Re: [yt-dev] profiles on non-prgio sets

Hi Dave,
Are you running in parallel? Which fields are you profiling? Do they have lots of dependencies, or require ghost zones? Is yt using lazy_reader? Does your data have many grids?
Matt On Mar 14, 2012 12:37 AM, "david collins" antpuncher@gmail.com wrote:
I should add that this was done on 64 cores-- in serial it works fine, just slow.
On Tue, Mar 13, 2012 at 9:35 PM, david collins antpuncher@gmail.com wrote:
Hi, all--
I have an old dataset that I'm trying to make profiles on. It's a 512^3 root grid, but was written with ParallelRootGridIO off. I find that it's using strange amounts of memory, more than 12 Gb. Is this a known problem with a straight forward work-around?
d.
-- Sent from my computer.

## MATERIAL SUPPLIED
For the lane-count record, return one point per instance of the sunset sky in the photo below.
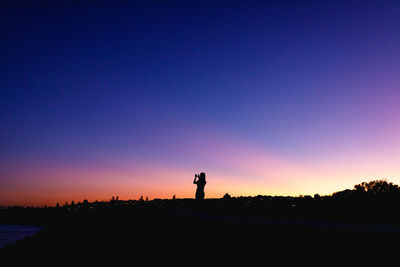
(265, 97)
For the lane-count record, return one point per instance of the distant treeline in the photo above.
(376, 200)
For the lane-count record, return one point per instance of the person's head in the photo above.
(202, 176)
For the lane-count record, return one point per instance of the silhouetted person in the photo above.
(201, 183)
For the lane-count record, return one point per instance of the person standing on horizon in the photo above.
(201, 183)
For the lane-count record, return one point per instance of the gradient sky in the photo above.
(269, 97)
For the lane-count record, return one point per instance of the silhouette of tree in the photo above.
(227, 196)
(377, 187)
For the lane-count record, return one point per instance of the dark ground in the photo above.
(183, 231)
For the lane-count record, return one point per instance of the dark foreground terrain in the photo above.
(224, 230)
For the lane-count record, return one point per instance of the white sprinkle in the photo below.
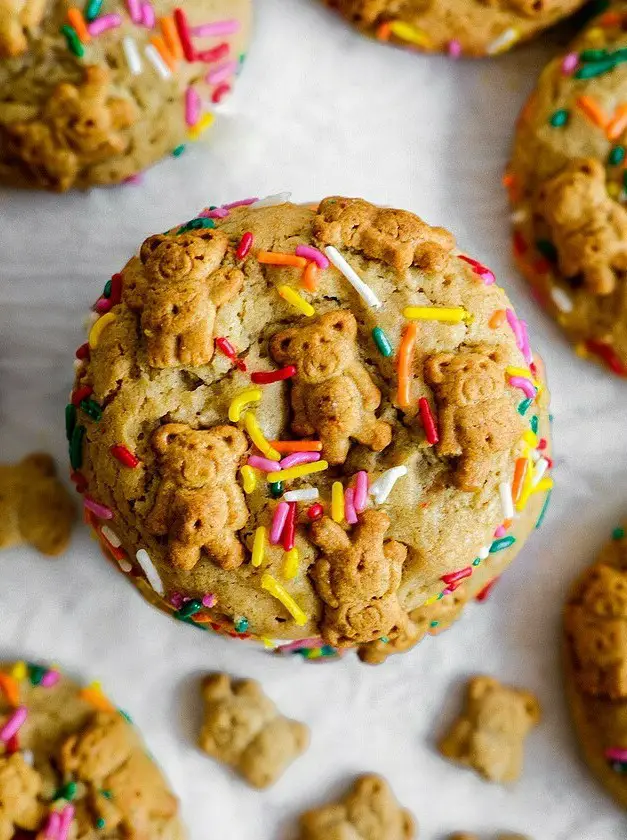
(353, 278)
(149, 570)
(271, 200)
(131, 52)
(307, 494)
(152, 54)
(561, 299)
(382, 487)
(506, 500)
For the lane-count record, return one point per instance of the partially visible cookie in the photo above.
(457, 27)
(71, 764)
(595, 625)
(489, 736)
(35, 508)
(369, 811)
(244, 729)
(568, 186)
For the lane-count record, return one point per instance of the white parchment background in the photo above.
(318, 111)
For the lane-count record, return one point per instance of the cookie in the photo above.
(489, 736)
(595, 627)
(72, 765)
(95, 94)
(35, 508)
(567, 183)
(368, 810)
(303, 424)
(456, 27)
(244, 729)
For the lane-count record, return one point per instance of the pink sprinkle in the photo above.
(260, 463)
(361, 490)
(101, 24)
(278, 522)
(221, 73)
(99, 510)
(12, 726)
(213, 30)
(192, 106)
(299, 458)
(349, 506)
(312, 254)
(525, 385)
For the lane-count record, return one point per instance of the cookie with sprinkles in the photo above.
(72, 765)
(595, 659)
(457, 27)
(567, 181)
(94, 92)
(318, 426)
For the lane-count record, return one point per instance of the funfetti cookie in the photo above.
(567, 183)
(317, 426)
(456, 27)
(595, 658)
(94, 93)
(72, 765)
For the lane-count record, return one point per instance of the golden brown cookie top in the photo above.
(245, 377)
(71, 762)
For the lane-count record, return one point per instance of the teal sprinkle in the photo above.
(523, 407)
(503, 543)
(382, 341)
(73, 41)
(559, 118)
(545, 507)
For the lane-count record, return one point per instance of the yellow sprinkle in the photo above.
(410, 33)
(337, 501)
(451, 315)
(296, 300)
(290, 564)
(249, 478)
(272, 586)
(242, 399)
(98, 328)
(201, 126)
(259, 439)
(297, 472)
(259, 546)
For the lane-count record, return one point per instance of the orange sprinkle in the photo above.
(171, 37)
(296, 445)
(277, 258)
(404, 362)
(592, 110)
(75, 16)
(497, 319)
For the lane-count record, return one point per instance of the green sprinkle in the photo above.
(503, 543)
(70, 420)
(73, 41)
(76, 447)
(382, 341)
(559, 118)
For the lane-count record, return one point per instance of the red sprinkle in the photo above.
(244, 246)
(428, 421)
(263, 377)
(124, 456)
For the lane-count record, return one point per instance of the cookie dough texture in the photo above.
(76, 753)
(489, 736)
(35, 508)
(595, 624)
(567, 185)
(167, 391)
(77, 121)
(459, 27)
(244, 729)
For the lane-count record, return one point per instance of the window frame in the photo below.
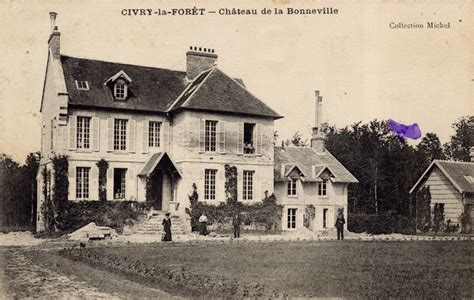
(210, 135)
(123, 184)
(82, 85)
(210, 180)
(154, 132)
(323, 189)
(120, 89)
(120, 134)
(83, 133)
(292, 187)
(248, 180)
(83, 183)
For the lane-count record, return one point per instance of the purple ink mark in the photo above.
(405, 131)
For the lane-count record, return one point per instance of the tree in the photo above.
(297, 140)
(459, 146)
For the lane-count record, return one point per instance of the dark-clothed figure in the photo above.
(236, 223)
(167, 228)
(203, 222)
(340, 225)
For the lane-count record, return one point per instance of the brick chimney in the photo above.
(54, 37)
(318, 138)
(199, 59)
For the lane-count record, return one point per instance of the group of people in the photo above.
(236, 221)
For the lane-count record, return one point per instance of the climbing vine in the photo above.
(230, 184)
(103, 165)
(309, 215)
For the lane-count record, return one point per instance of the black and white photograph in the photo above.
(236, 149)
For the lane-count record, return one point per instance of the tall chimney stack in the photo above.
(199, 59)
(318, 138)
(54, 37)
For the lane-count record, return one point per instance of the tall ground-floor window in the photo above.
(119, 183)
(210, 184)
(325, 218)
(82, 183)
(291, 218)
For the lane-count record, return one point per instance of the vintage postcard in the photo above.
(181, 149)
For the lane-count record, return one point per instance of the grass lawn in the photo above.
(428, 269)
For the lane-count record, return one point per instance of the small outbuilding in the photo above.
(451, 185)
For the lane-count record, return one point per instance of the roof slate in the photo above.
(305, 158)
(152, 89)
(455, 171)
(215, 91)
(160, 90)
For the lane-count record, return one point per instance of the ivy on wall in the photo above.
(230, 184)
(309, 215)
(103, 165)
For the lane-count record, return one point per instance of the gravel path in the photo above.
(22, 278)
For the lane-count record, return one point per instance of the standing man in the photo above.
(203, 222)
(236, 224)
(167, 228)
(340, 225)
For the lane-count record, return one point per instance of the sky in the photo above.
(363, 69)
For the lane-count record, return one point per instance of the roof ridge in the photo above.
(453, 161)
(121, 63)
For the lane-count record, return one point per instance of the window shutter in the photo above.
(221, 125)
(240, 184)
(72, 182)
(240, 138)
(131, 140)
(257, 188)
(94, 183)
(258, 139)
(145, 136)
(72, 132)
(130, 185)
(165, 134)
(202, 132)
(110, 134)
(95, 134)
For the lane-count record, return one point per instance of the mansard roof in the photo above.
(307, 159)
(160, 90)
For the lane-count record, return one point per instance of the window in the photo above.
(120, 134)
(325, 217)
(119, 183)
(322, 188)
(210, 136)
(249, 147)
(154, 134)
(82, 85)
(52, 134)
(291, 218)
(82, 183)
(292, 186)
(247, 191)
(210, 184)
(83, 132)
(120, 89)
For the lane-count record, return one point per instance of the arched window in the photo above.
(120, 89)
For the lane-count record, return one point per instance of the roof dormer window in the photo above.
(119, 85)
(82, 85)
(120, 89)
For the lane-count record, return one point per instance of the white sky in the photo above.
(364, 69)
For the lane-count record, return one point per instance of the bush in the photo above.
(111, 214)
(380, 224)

## TASK DIRECTIONS
Continue the yt-dev mailing-list thread about high memory use when making profiles, starting after its final line.

## RESULT OF THIS EXERCISE
-- Sent from my computer. _______________________________________________ yt-dev mailing list yt-dev@lists.spacepope.org http://lists.spacepope.org/listinfo.cgi/yt-dev-spacepope.org

Hi--
Sorry for being sparse with the information, I should have been much more clear. This was running in parallel, 64 cores on Nautilus. The field was Density vs. MassFraction, MassFraction being a field I wrote that in this instance returns simply CellMass. lazy_reader is True. The run is 512^3 with 4 levels by 4, with only about 100 subgrids, but was written in 2007 (? i think) without parallel root grid IO on. My suspicion (without really understanding how yt parallelism works) is that each task needed to read in the root grid, rather than using the domain decomposition (?)
Would lazy_reader off change things?
Thanks, d.
Are you running in parallel? Which fields are you profiling? Do they have lots of dependencies, or require ghost zones? Is yt using lazy_reader? Does your data have many grids?
Matt
On Mar 14, 2012 12:37 AM, "david collins" antpuncher@gmail.com wrote:
I should add that this was done on 64 cores-- in serial it works fine, just slow.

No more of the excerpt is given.